# WORK TO COMPLETE:
Print the full listing exactly.

# SUPPLIED DATA:

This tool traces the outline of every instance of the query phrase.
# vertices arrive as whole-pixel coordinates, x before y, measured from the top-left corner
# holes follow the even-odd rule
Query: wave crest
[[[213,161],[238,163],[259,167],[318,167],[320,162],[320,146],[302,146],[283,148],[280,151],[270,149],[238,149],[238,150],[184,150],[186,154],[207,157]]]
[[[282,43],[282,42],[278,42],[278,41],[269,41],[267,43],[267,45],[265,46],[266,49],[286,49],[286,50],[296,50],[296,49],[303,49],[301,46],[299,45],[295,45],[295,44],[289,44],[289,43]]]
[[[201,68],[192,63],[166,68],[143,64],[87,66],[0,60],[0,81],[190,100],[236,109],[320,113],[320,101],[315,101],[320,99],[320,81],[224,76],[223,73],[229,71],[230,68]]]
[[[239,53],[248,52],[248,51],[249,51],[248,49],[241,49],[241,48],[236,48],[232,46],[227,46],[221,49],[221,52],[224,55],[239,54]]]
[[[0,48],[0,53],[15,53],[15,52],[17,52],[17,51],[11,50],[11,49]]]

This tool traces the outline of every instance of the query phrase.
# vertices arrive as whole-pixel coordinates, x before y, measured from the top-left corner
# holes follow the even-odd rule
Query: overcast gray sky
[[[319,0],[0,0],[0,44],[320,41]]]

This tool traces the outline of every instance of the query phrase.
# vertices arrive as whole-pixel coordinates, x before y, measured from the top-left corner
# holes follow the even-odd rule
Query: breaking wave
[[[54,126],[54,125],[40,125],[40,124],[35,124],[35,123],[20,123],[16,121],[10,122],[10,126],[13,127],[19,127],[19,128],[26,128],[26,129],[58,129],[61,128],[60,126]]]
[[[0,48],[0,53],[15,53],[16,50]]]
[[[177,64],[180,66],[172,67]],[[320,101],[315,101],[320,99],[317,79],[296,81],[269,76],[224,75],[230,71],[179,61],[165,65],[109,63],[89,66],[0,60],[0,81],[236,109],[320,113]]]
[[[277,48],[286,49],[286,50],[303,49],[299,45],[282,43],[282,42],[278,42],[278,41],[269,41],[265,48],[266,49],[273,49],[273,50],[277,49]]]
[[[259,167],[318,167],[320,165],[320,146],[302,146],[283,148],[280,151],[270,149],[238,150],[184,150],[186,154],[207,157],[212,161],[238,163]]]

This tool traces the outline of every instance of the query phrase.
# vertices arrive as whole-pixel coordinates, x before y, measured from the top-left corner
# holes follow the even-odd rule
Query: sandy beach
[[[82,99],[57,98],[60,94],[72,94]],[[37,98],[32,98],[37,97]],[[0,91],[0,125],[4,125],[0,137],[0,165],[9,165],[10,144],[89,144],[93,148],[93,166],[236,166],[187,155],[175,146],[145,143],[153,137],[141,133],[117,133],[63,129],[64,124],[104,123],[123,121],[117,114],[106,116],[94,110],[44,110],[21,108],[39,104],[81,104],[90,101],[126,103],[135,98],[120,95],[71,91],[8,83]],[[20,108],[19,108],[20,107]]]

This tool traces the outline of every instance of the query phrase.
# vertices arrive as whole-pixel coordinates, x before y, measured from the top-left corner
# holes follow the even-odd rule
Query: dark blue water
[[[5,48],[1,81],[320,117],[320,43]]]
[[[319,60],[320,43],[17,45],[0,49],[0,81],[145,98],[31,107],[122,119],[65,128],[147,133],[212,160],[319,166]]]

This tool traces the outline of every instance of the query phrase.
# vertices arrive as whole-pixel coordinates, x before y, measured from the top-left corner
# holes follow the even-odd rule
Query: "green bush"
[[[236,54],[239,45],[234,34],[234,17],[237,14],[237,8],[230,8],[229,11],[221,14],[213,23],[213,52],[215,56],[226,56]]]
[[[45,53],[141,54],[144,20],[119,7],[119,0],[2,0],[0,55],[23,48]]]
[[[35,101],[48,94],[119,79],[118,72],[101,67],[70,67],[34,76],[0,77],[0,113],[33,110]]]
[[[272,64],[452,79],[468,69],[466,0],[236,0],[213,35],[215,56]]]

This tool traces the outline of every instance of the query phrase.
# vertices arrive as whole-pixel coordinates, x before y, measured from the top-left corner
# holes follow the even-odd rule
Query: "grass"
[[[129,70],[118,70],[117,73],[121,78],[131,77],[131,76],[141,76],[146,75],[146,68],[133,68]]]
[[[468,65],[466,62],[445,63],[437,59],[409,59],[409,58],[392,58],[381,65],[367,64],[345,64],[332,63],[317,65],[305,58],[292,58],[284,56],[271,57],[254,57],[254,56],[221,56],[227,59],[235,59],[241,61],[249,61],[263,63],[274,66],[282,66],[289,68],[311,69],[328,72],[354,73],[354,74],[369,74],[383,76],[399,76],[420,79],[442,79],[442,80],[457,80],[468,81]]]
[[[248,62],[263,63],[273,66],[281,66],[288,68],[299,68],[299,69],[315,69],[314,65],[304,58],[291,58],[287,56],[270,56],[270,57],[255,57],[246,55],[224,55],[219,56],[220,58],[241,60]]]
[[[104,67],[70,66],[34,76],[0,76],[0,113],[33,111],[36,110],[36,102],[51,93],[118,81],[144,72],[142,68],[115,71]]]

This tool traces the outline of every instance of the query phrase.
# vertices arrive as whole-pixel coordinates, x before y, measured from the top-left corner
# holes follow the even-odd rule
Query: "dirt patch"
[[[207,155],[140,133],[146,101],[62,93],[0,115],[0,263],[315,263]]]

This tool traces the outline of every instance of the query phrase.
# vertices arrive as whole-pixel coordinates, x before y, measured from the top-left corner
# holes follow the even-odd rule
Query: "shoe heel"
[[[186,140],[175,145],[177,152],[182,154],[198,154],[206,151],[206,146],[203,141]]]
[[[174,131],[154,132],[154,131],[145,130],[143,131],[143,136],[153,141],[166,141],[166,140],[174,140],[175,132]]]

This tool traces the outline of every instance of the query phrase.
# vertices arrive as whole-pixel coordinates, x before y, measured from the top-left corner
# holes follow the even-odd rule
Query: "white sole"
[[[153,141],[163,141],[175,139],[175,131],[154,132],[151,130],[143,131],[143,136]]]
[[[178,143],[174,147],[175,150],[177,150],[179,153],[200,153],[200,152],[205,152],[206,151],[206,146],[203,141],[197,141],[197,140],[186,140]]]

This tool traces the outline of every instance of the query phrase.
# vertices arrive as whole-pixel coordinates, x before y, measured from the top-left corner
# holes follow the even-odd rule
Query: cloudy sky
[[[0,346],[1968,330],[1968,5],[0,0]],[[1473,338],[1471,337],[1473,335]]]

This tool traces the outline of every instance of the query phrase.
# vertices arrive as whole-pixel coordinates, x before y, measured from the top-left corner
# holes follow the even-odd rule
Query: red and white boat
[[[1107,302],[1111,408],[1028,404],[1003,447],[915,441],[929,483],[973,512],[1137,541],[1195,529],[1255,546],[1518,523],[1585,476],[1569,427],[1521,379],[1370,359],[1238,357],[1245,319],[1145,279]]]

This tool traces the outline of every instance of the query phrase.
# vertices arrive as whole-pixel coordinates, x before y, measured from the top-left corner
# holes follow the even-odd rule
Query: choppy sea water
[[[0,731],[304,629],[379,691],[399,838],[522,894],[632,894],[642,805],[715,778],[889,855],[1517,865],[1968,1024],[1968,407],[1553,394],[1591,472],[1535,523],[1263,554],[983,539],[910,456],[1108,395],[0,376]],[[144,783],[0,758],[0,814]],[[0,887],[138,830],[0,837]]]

# ANSWER FOR THE TASK:
This tool traces the outline of every instance of the query phrase.
# vertices arrive as whole-pixel coordinates, x before y, measured from the top-left corner
# holes follow the even-odd rule
Query: wave crest
[[[213,161],[238,163],[259,167],[318,167],[320,162],[320,146],[302,146],[283,148],[280,151],[270,149],[238,149],[238,150],[184,150],[186,154],[207,157]]]
[[[282,43],[282,42],[278,42],[278,41],[269,41],[267,43],[267,45],[265,46],[266,49],[286,49],[286,50],[296,50],[296,49],[303,49],[301,46],[299,45],[295,45],[295,44],[289,44],[289,43]]]
[[[201,68],[192,63],[166,68],[143,64],[87,66],[0,60],[0,81],[190,100],[236,109],[320,113],[320,101],[315,101],[320,99],[320,81],[224,76],[223,73],[229,71],[230,68]]]
[[[239,53],[248,52],[248,51],[249,51],[248,49],[241,49],[241,48],[236,48],[232,46],[227,46],[221,49],[221,52],[224,55],[239,54]]]
[[[0,48],[0,53],[15,53],[15,52],[17,52],[17,51],[11,50],[11,49]]]

This tool traces the outline of every instance of the query phrase.
# vertices arrive as whole-pixel coordinates, x before y, measured from the top-left corner
# holes follow the even-odd rule
Query: overcast gray sky
[[[319,0],[0,0],[0,44],[320,41]]]

This tool traces the outline of every instance of the query phrase.
# vertices arrive as whole-pixel coordinates, x before y, measured from the top-left corner
# holes follow the even-odd rule
Query: breaking wave
[[[54,126],[54,125],[40,125],[40,124],[35,124],[35,123],[20,123],[16,121],[10,122],[10,126],[13,127],[19,127],[19,128],[26,128],[26,129],[58,129],[61,128],[60,126]]]
[[[0,48],[0,53],[15,53],[16,50]]]
[[[177,64],[180,66],[172,67]],[[320,101],[315,101],[320,99],[317,79],[296,81],[269,76],[224,75],[230,71],[179,61],[165,65],[109,63],[89,66],[0,60],[0,81],[236,109],[320,113]]]
[[[277,48],[286,49],[286,50],[303,49],[299,45],[282,43],[282,42],[278,42],[278,41],[269,41],[265,48],[266,49],[273,49],[273,50],[277,49]]]
[[[259,167],[318,167],[320,165],[320,146],[302,146],[283,148],[280,151],[270,149],[238,150],[184,150],[186,154],[207,157],[212,161],[238,163]]]

This tool traces the outline of every instance of the query phrase.
# vertices arrive as whole-pixel coordinates, x before y, measured from the top-left corner
# holes follow the even-odd rule
Query: sandy beach
[[[82,99],[57,98],[60,94],[72,94]],[[37,98],[32,98],[37,97]],[[0,91],[0,125],[4,125],[0,137],[0,165],[9,165],[10,144],[89,144],[93,148],[93,166],[236,166],[187,155],[175,146],[145,143],[153,137],[141,133],[117,133],[63,129],[64,124],[104,123],[123,121],[117,114],[106,116],[94,110],[44,110],[21,108],[39,104],[81,104],[90,101],[126,103],[135,98],[120,95],[71,91],[8,83]],[[20,108],[19,108],[20,107]]]

This tool traces the outline of every instance of the query phrase.
# vertices arrive as whole-pixel coordinates, x before y, measured from the top-left corner
# holes follow the even-odd rule
Query: dark blue water
[[[5,48],[1,81],[320,117],[320,43]]]
[[[319,60],[320,43],[17,45],[0,49],[0,81],[145,98],[31,107],[122,119],[65,128],[147,133],[212,160],[319,166]]]

This tool traces the outline of every instance of the query phrase.
# vertices arrive as whole-pixel coordinates, x before y, measured from the top-left corner
# holes follow the even-odd rule
Query: "green bush"
[[[236,54],[239,45],[234,34],[234,17],[237,14],[237,8],[230,8],[229,11],[221,14],[213,23],[213,52],[215,56],[226,56]]]
[[[45,53],[141,54],[144,20],[119,7],[119,0],[2,0],[0,55],[23,48]]]
[[[35,101],[48,94],[119,79],[118,72],[101,67],[70,67],[34,76],[0,77],[0,113],[33,110]]]
[[[272,64],[452,79],[468,69],[466,0],[236,0],[213,35],[215,56]]]

This tool traces the outline of every instance of the query phrase.
# vertices arrive as whole-pixel coordinates, x before y, measured from the top-left corner
# holes follow the even-odd rule
Query: "grass"
[[[129,70],[118,70],[117,73],[121,78],[131,77],[131,76],[141,76],[146,75],[146,68],[133,68]]]
[[[468,65],[466,62],[445,63],[437,59],[409,59],[409,58],[392,58],[381,65],[367,64],[345,64],[332,63],[317,65],[305,58],[292,58],[284,56],[271,57],[254,57],[254,56],[221,56],[227,59],[235,59],[241,61],[249,61],[263,63],[274,66],[282,66],[289,68],[311,69],[328,72],[354,73],[354,74],[369,74],[383,76],[399,76],[420,79],[442,79],[442,80],[457,80],[468,81]]]
[[[248,62],[263,63],[273,66],[281,66],[288,68],[299,68],[299,69],[315,69],[314,65],[304,58],[291,58],[287,56],[270,56],[270,57],[255,57],[246,55],[224,55],[219,56],[220,58],[241,60]]]
[[[104,67],[70,66],[34,76],[0,76],[0,113],[33,111],[36,110],[36,102],[51,93],[118,81],[144,72],[142,68],[115,71]]]

This tool traces the outline of every instance of the query phrase.
# vertices arrive as whole-pixel coordinates, x before y, measured from the top-left corner
# holes follow the even-odd rule
Query: "dirt patch"
[[[207,155],[140,133],[146,101],[62,93],[0,115],[0,263],[315,263]]]

This tool traces the outline of every instance of the query phrase.
# vertices arrive as whole-pixel coordinates, x before y, measured from the top-left corner
# holes follow the even-odd rule
Query: "shoe heel"
[[[186,140],[175,145],[177,152],[182,154],[198,154],[206,151],[206,146],[203,141]]]
[[[174,131],[154,132],[154,131],[145,130],[143,131],[143,136],[153,141],[166,141],[166,140],[174,140],[175,132]]]

This tool traces the outline of every instance of the query phrase.
# vertices arrive as whole-pixel coordinates, x before y, measured from the top-left corner
# holes follow the even-odd rule
Query: "white sole"
[[[153,141],[163,141],[175,139],[175,131],[154,132],[151,130],[143,131],[143,136]]]
[[[178,143],[174,147],[175,150],[177,150],[179,153],[200,153],[200,152],[205,152],[206,151],[206,146],[203,141],[197,141],[197,140],[186,140]]]

This tool traces the outline of every instance of the query phrase.
# vertices arrive as whole-pixel coordinates, x before y, measured from the top-left corner
# holes follow the even-odd rule
Query: cloudy sky
[[[0,346],[1968,330],[1968,5],[0,0]],[[1473,338],[1471,337],[1473,335]]]

This tool traces the outline of every instance of the query phrase.
# vertices arrive as whole-pixel coordinates, x before y, measured from the top-left corner
# holes follow the even-odd rule
Query: red and white boat
[[[1107,302],[1111,408],[1028,404],[1003,447],[915,441],[929,483],[973,512],[1137,541],[1195,529],[1255,546],[1518,523],[1585,476],[1569,427],[1521,379],[1370,359],[1238,357],[1245,319],[1145,279]]]

This tool traces the outline of every instance of the query phrase.
# vertices arrive as whole-pixel coordinates, x before y, measured from the top-left corner
# holes follow the even-odd rule
Query: choppy sea water
[[[0,731],[304,629],[379,691],[399,838],[522,894],[632,894],[642,805],[715,778],[889,855],[1517,865],[1968,1024],[1968,407],[1553,394],[1591,472],[1535,523],[1263,554],[983,539],[910,456],[1108,395],[0,376]],[[144,783],[0,758],[0,814]],[[0,887],[138,830],[0,837]]]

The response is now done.